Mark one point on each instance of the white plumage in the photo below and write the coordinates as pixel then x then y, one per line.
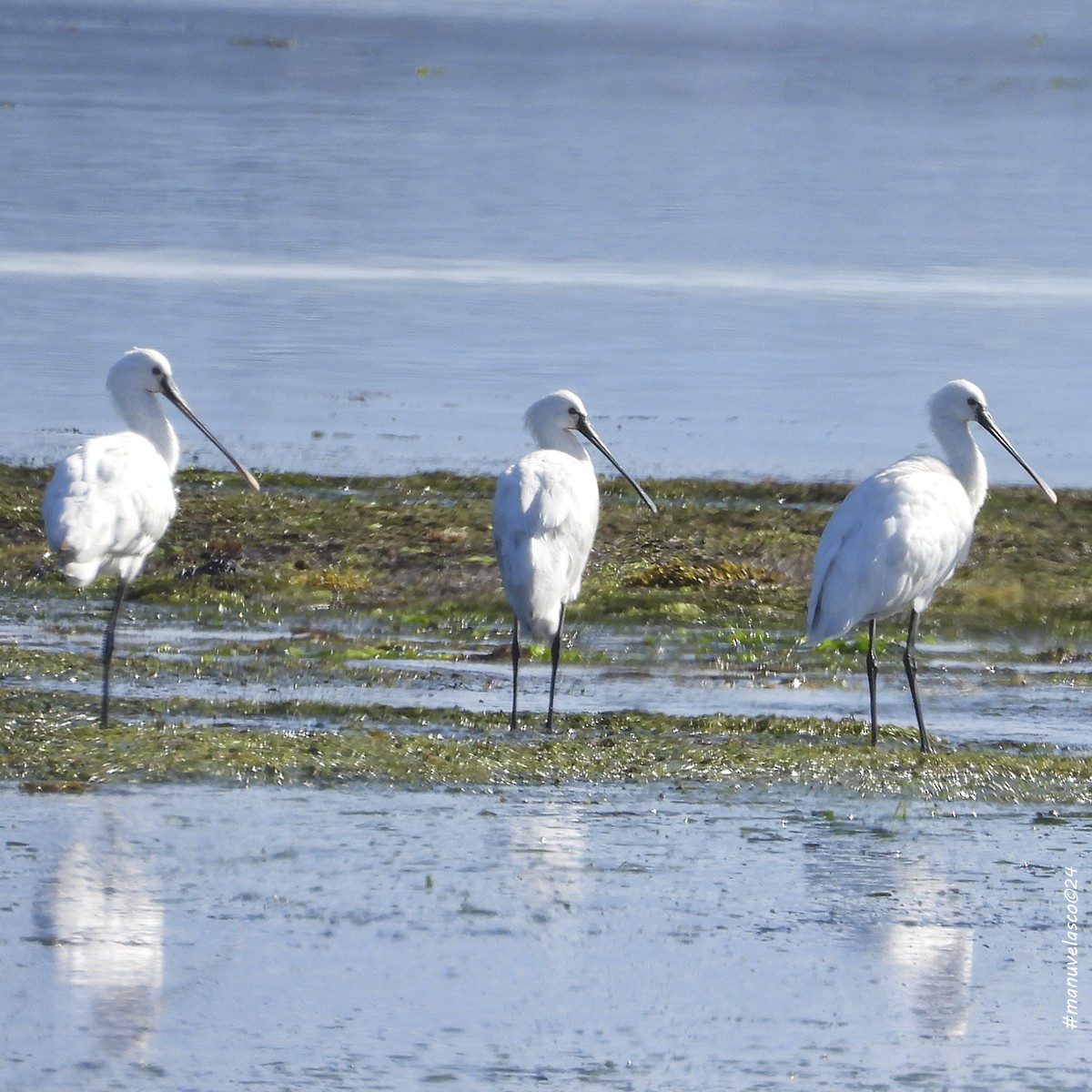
pixel 545 514
pixel 109 502
pixel 900 534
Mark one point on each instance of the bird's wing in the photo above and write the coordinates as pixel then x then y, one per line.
pixel 545 516
pixel 895 540
pixel 107 505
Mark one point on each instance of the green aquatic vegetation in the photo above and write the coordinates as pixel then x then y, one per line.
pixel 44 746
pixel 348 574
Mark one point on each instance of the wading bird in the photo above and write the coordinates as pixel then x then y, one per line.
pixel 545 513
pixel 900 534
pixel 109 502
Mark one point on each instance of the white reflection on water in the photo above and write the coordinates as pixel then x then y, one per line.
pixel 933 964
pixel 107 923
pixel 942 285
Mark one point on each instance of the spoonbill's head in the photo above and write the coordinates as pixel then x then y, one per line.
pixel 143 372
pixel 562 412
pixel 960 402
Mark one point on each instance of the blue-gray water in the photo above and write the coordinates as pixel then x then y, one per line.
pixel 753 236
pixel 612 937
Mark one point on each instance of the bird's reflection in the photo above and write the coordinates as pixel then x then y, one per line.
pixel 915 937
pixel 934 964
pixel 106 922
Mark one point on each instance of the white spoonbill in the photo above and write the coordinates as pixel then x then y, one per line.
pixel 900 534
pixel 109 502
pixel 545 513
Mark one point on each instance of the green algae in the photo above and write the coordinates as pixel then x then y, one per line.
pixel 49 748
pixel 356 572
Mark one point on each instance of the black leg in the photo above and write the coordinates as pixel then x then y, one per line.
pixel 873 670
pixel 911 664
pixel 108 650
pixel 555 654
pixel 516 669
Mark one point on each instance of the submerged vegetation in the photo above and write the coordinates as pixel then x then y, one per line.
pixel 325 588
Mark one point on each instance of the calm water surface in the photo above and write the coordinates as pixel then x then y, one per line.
pixel 616 937
pixel 753 238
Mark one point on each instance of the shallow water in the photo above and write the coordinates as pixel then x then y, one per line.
pixel 973 692
pixel 753 238
pixel 621 937
pixel 369 234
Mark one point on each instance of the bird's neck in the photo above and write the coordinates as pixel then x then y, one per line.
pixel 965 459
pixel 143 414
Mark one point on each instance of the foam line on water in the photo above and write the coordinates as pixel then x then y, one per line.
pixel 965 285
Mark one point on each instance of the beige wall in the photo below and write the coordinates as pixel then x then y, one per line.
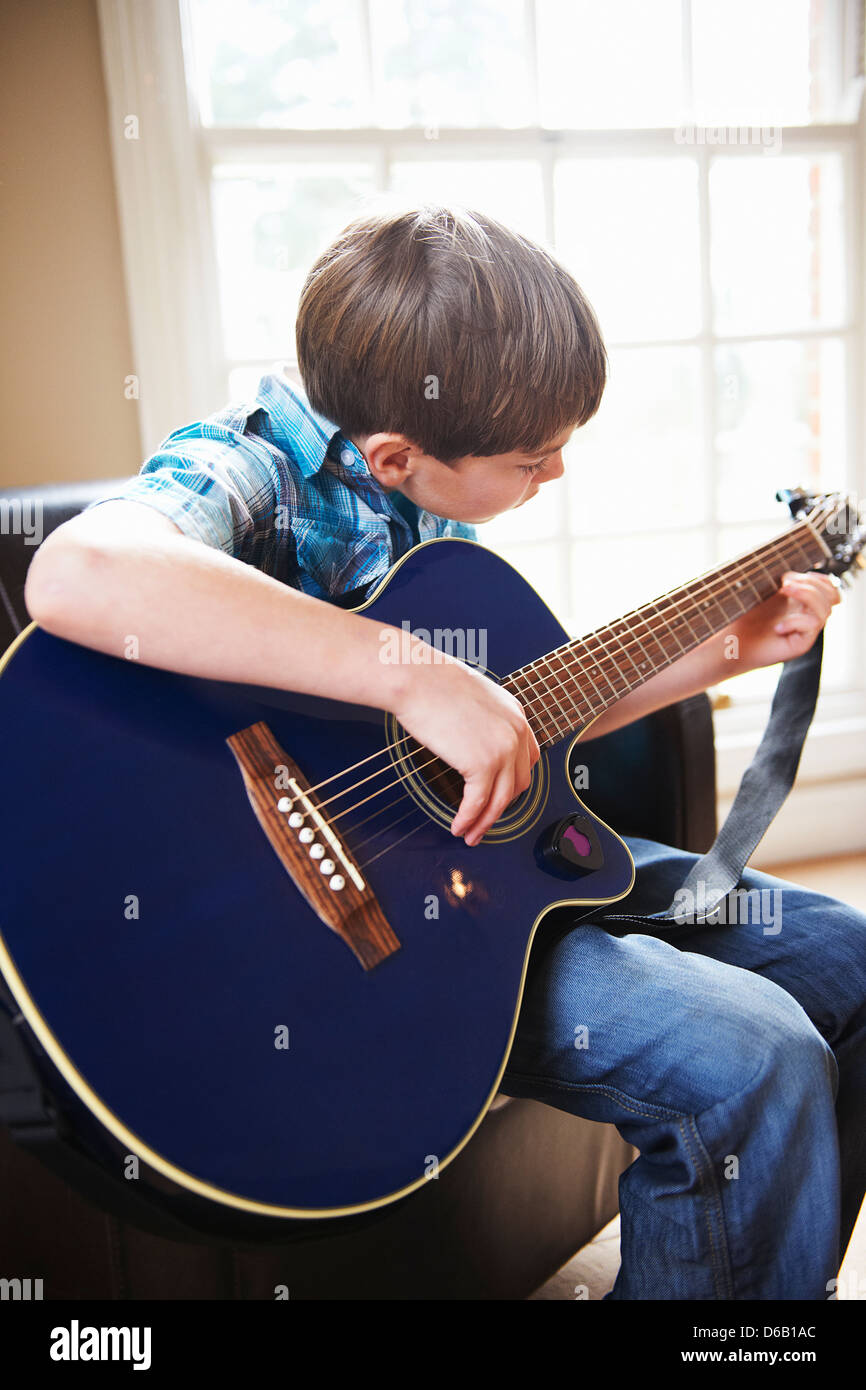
pixel 66 345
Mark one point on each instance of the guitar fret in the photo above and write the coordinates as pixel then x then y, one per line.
pixel 584 677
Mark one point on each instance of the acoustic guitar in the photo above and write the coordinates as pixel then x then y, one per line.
pixel 246 951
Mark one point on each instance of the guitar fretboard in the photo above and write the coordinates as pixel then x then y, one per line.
pixel 565 690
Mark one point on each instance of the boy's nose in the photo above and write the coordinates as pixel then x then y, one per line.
pixel 555 467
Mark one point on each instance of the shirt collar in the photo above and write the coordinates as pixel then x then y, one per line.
pixel 303 432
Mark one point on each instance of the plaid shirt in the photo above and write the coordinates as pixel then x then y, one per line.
pixel 277 485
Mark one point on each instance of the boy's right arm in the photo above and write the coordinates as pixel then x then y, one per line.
pixel 125 570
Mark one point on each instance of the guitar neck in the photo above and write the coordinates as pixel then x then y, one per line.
pixel 569 687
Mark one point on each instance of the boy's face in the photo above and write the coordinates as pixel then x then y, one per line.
pixel 476 488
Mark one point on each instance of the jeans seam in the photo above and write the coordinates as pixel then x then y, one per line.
pixel 720 1260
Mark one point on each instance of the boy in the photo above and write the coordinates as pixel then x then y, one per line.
pixel 445 363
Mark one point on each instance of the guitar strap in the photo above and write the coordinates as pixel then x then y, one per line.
pixel 762 790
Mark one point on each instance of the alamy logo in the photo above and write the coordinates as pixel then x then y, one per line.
pixel 467 644
pixel 21 1290
pixel 77 1343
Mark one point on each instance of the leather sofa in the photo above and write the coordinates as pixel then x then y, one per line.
pixel 526 1193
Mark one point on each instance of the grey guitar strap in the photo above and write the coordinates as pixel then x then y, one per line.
pixel 765 786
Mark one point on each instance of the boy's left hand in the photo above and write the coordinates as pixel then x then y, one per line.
pixel 787 624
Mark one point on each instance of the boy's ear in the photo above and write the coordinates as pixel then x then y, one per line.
pixel 391 458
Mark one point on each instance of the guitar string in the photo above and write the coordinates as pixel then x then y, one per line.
pixel 591 712
pixel 788 541
pixel 445 770
pixel 416 829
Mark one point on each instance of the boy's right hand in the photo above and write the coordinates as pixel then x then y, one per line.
pixel 478 729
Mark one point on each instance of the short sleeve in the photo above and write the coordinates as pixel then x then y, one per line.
pixel 217 484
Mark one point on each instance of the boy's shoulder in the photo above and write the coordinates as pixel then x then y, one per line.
pixel 271 481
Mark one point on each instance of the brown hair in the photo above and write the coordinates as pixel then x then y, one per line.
pixel 444 325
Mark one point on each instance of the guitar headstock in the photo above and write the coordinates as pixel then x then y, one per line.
pixel 834 517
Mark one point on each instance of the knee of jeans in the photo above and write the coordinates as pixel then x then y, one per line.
pixel 791 1052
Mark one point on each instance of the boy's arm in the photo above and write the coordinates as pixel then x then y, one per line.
pixel 127 570
pixel 777 630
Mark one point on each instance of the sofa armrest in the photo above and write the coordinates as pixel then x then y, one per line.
pixel 655 777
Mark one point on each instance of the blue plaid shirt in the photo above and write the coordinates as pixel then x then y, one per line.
pixel 280 487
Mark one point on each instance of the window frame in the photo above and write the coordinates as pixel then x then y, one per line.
pixel 163 182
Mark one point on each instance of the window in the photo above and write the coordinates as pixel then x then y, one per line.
pixel 697 164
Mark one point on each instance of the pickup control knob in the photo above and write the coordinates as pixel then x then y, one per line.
pixel 572 845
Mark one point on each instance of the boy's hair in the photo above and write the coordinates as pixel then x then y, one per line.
pixel 446 327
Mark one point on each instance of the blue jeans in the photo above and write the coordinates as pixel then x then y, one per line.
pixel 734 1061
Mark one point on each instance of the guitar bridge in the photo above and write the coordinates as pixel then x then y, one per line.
pixel 317 862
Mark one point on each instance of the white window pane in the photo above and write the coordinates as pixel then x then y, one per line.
pixel 628 232
pixel 508 189
pixel 780 412
pixel 612 64
pixel 609 578
pixel 777 253
pixel 270 225
pixel 280 63
pixel 449 63
pixel 640 459
pixel 534 520
pixel 751 61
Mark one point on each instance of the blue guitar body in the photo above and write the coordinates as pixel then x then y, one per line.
pixel 192 1007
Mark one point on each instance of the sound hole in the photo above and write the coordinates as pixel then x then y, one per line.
pixel 442 780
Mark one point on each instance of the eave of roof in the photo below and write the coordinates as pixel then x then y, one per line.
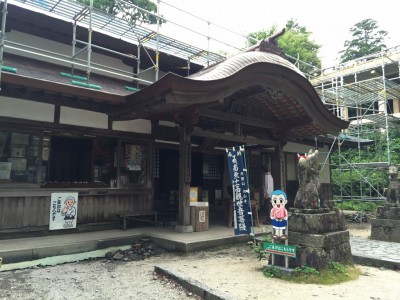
pixel 215 85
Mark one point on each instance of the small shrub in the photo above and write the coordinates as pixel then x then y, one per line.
pixel 257 248
pixel 272 272
pixel 306 271
pixel 338 268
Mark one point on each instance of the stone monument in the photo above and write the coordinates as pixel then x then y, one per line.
pixel 319 233
pixel 386 226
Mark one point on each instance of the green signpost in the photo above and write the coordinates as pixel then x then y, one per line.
pixel 280 249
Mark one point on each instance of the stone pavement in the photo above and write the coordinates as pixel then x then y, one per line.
pixel 375 253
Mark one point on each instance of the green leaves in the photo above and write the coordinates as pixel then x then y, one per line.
pixel 367 39
pixel 297 44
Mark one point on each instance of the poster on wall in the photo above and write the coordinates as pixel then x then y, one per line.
pixel 63 210
pixel 133 157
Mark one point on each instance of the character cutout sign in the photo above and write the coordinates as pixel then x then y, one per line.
pixel 279 215
pixel 63 210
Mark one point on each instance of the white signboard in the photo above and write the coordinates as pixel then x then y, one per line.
pixel 202 216
pixel 63 210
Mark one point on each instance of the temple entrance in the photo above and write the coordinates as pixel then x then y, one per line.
pixel 207 176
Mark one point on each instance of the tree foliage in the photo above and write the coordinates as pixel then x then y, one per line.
pixel 366 39
pixel 366 181
pixel 297 44
pixel 127 11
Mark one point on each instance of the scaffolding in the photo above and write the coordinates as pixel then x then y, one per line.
pixel 365 92
pixel 115 26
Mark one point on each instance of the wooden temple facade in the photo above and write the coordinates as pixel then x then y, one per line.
pixel 127 151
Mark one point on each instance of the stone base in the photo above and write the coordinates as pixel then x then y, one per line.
pixel 184 228
pixel 385 230
pixel 388 211
pixel 320 238
pixel 316 221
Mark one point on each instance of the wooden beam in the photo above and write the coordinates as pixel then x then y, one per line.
pixel 230 117
pixel 234 138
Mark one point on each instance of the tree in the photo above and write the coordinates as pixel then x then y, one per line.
pixel 128 12
pixel 297 44
pixel 367 39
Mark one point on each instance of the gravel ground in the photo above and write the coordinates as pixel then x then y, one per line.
pixel 233 270
pixel 93 279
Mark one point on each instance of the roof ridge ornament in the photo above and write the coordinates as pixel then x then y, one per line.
pixel 270 45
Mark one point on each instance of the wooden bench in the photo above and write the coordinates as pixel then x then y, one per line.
pixel 137 216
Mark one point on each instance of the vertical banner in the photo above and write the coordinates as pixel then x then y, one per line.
pixel 241 192
pixel 63 210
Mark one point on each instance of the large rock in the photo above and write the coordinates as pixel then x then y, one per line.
pixel 385 230
pixel 320 237
pixel 386 226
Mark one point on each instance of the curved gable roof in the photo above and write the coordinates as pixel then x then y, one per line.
pixel 262 93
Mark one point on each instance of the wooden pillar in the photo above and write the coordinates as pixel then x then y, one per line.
pixel 185 177
pixel 396 105
pixel 280 158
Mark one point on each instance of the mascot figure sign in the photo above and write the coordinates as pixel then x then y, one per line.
pixel 279 215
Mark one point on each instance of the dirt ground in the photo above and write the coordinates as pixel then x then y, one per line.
pixel 233 270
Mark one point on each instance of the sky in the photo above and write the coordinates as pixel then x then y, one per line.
pixel 329 21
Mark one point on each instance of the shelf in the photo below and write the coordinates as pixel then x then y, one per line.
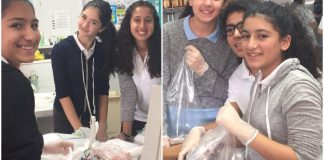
pixel 171 10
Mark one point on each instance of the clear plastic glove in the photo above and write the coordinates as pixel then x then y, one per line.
pixel 230 119
pixel 191 141
pixel 125 137
pixel 195 60
pixel 166 142
pixel 57 147
pixel 82 132
pixel 101 134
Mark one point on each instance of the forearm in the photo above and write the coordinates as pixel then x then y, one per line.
pixel 70 112
pixel 210 126
pixel 103 108
pixel 127 127
pixel 270 149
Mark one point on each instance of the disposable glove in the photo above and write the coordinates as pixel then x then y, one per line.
pixel 191 141
pixel 57 147
pixel 166 142
pixel 101 134
pixel 230 119
pixel 82 132
pixel 195 60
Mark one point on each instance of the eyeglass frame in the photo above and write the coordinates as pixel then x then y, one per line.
pixel 238 26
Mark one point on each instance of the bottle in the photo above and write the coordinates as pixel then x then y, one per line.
pixel 33 78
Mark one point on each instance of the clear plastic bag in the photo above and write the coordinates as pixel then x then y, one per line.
pixel 217 144
pixel 184 109
pixel 180 95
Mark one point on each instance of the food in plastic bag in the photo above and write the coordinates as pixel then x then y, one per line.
pixel 184 110
pixel 217 144
pixel 110 152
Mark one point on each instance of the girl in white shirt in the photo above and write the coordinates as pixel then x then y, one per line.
pixel 139 65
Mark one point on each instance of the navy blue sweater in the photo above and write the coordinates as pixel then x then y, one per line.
pixel 67 70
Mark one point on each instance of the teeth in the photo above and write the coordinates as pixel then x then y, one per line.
pixel 25 46
pixel 253 54
pixel 141 32
pixel 206 12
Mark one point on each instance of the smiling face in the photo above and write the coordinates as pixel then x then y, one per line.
pixel 142 23
pixel 89 23
pixel 19 33
pixel 206 11
pixel 263 44
pixel 234 40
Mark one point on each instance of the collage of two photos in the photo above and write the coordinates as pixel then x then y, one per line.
pixel 153 80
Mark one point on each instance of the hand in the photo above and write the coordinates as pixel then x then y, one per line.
pixel 166 142
pixel 58 147
pixel 230 119
pixel 127 138
pixel 191 141
pixel 195 60
pixel 101 134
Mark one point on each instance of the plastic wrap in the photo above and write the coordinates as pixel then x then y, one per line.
pixel 184 109
pixel 217 144
pixel 180 96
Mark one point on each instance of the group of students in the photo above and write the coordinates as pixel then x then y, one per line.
pixel 254 73
pixel 272 101
pixel 82 65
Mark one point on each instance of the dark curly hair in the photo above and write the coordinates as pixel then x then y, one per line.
pixel 126 43
pixel 6 3
pixel 286 23
pixel 108 36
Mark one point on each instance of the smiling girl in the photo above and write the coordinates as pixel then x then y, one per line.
pixel 139 65
pixel 81 66
pixel 285 109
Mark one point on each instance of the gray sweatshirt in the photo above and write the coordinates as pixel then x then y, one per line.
pixel 211 87
pixel 294 111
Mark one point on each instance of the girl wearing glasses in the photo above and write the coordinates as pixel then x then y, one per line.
pixel 212 68
pixel 81 65
pixel 284 114
pixel 242 78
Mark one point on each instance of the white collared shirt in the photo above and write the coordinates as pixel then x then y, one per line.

HOW TO COMPLETE THIS TASK => What you copy out must be exactly the lines from the line containing "Mark one point on each instance of the girl wearing" through the end of the records.

EXERCISE OUTPUT =>
Mark one point on each instance of the girl wearing glasses in the photo above and write the coordinates as pixel then x then y, one per line.
pixel 212 68
pixel 81 65
pixel 284 114
pixel 242 78
Mark one point on each instance of the white collared shirt in the photo above and write the coordinates as pixel then x then y, one per line.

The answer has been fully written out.